----- LIGNES FOURNIES -----

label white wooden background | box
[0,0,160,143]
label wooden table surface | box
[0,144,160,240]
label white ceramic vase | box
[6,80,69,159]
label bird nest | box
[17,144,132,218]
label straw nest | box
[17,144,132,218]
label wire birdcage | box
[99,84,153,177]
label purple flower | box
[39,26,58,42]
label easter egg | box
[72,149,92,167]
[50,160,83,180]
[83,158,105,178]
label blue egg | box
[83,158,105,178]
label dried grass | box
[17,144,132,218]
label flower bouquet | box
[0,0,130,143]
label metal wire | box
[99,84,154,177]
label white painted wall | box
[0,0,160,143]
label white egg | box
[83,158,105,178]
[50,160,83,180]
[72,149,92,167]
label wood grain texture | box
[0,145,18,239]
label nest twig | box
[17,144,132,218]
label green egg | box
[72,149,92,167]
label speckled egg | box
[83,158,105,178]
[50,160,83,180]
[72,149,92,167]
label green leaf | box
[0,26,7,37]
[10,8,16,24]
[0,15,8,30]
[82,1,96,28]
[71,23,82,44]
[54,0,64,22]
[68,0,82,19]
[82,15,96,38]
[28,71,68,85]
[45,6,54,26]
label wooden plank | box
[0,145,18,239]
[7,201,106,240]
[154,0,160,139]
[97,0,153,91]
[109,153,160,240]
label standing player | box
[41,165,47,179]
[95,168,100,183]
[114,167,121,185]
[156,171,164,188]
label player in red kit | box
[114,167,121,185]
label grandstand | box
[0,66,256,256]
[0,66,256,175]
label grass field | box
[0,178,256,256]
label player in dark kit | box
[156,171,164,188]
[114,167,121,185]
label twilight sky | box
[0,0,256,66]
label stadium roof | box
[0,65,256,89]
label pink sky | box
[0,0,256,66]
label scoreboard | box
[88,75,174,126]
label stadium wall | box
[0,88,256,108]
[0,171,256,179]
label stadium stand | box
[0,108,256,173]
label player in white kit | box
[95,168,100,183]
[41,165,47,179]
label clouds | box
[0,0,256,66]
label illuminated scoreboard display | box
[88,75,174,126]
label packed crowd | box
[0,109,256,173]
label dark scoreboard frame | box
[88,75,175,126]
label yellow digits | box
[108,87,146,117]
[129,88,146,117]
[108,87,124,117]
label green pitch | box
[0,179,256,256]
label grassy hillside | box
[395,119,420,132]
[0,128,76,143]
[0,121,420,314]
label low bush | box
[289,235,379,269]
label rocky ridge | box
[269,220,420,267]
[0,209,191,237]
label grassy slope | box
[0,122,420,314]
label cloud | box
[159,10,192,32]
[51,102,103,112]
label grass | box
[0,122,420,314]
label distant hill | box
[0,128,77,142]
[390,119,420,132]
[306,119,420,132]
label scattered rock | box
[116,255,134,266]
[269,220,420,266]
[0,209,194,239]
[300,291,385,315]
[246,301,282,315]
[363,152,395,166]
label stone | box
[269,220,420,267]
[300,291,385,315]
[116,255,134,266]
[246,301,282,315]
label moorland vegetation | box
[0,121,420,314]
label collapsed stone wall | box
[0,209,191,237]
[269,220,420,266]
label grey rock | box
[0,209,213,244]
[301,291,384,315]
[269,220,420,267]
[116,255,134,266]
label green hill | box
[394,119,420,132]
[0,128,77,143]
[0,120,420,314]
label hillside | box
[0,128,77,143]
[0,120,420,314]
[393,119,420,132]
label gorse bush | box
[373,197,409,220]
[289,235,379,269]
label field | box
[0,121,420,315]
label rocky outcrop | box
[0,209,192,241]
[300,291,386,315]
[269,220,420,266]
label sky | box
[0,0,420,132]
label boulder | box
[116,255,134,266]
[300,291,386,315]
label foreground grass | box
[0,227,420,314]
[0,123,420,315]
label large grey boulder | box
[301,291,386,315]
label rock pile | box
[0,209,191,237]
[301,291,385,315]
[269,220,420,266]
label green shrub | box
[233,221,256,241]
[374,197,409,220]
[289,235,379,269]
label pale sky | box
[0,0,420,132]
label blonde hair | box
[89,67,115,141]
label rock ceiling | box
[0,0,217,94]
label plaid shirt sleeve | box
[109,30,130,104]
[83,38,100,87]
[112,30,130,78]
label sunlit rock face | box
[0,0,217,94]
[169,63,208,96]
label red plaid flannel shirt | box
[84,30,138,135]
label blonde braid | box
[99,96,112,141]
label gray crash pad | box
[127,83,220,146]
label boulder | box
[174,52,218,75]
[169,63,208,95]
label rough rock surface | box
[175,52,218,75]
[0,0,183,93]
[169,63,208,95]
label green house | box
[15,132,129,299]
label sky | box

-----

- **EXERCICE**
Réécrivez les lignes ci-dessus en remplaçant « wooden plank » par « wooden board », sans rien changer d'autre.

- **RÉSULTAT**
label white wooden background | box
[0,0,160,143]
label wooden table surface | box
[0,144,160,240]
label white ceramic vase | box
[6,80,69,159]
label bird nest | box
[17,144,132,218]
label straw nest | box
[17,144,132,218]
label wire birdcage | box
[99,84,153,177]
label purple flower | box
[39,26,58,42]
label easter egg | box
[72,149,92,167]
[50,160,83,180]
[83,158,105,178]
label blue egg | box
[83,158,105,178]
label dried grass | box
[17,144,132,218]
label flower bouquet | box
[0,0,130,143]
label metal wire | box
[99,84,154,177]
label white painted wall | box
[0,0,160,143]
label white egg | box
[83,158,105,178]
[50,160,83,180]
[72,149,92,167]
label wood grain texture | box
[0,145,18,239]
label nest twig | box
[17,144,132,218]
label green egg | box
[72,149,92,167]
label speckled egg | box
[83,158,105,178]
[50,160,83,180]
[72,149,92,167]
label green leaf | box
[0,26,7,37]
[10,8,16,24]
[0,15,8,30]
[82,1,96,28]
[71,23,82,44]
[54,0,64,22]
[68,0,82,19]
[82,15,96,38]
[28,71,68,85]
[45,6,54,26]
label wooden board | box
[0,145,18,239]
[7,201,106,240]
[154,0,160,139]
[97,0,153,91]
[109,153,160,240]
label standing player | box
[41,165,47,179]
[95,168,100,183]
[114,167,121,185]
[156,171,164,188]
label player in red kit | box
[114,167,121,185]
label grandstand | box
[0,66,256,256]
[0,66,256,175]
label grass field | box
[0,178,256,256]
label player in dark kit | box
[156,171,164,188]
[114,167,121,185]
label twilight sky | box
[0,0,256,66]
label stadium roof | box
[0,65,256,89]
label pink sky | box
[0,0,256,66]
label scoreboard | box
[88,75,174,126]
label stadium wall | box
[0,88,256,108]
[0,171,256,179]
label stadium stand | box
[0,108,256,173]
label player in white kit | box
[95,168,100,183]
[41,165,47,179]
label clouds | box
[0,0,256,66]
label illuminated scoreboard display | box
[88,75,174,126]
label packed crowd | box
[0,109,256,173]
label dark scoreboard frame | box
[88,75,175,126]
label yellow digits | box
[108,87,146,117]
[129,88,146,117]
[108,87,124,117]
label green pitch | box
[0,179,256,256]
label grassy hillside | box
[395,119,420,132]
[0,128,76,143]
[0,121,420,314]
label low bush | box
[289,235,379,269]
label rocky ridge | box
[269,220,420,267]
[0,209,191,237]
label grassy slope | box
[0,122,420,314]
label cloud | box
[159,10,192,32]
[51,102,103,112]
label grass | box
[0,122,420,314]
label distant hill | box
[0,128,77,142]
[390,119,420,132]
[306,119,420,132]
label scattered rock | box
[116,255,134,266]
[269,220,420,266]
[0,209,194,239]
[300,291,385,315]
[246,301,282,315]
[363,152,395,166]
label stone | box
[269,220,420,267]
[300,291,385,315]
[116,255,134,266]
[246,301,282,315]
label moorland vegetation | box
[0,121,420,314]
label collapsed stone wall | box
[0,209,191,237]
[269,220,420,266]
label grey rock | box
[0,209,213,244]
[301,291,384,315]
[269,220,420,267]
[116,255,134,266]
label green hill | box
[394,119,420,132]
[0,128,77,143]
[0,120,420,314]
label hillside | box
[0,128,77,143]
[0,120,420,314]
[393,119,420,132]
label gorse bush | box
[373,197,409,220]
[289,235,379,269]
label field | box
[0,121,420,315]
label rocky outcrop | box
[0,209,192,241]
[300,291,386,315]
[269,220,420,266]
label sky | box
[0,0,420,132]
label boulder | box
[116,255,134,266]
[300,291,386,315]
label foreground grass | box
[0,227,420,314]
[0,123,420,315]
label large grey boulder | box
[301,291,386,315]
label rock pile | box
[0,209,191,237]
[301,291,385,315]
[269,220,420,266]
label green shrub | box
[233,221,256,241]
[374,197,409,220]
[289,235,379,269]
label pale sky | box
[0,0,420,132]
label blonde hair | box
[89,67,115,141]
label rock ceiling | box
[0,0,217,94]
label plaid shirt sleeve | box
[109,30,130,104]
[83,38,100,87]
[112,30,130,78]
label sunlit rock face | box
[0,0,217,94]
[169,63,208,96]
label red plaid flannel shirt | box
[84,30,138,135]
label blonde braid | box
[99,96,112,141]
label gray crash pad | box
[127,83,220,146]
label boulder | box
[174,52,218,75]
[169,63,208,95]
label rough rock surface | box
[175,52,218,75]
[0,0,183,93]
[169,63,208,95]
label green house | box
[15,132,129,299]
label sky | box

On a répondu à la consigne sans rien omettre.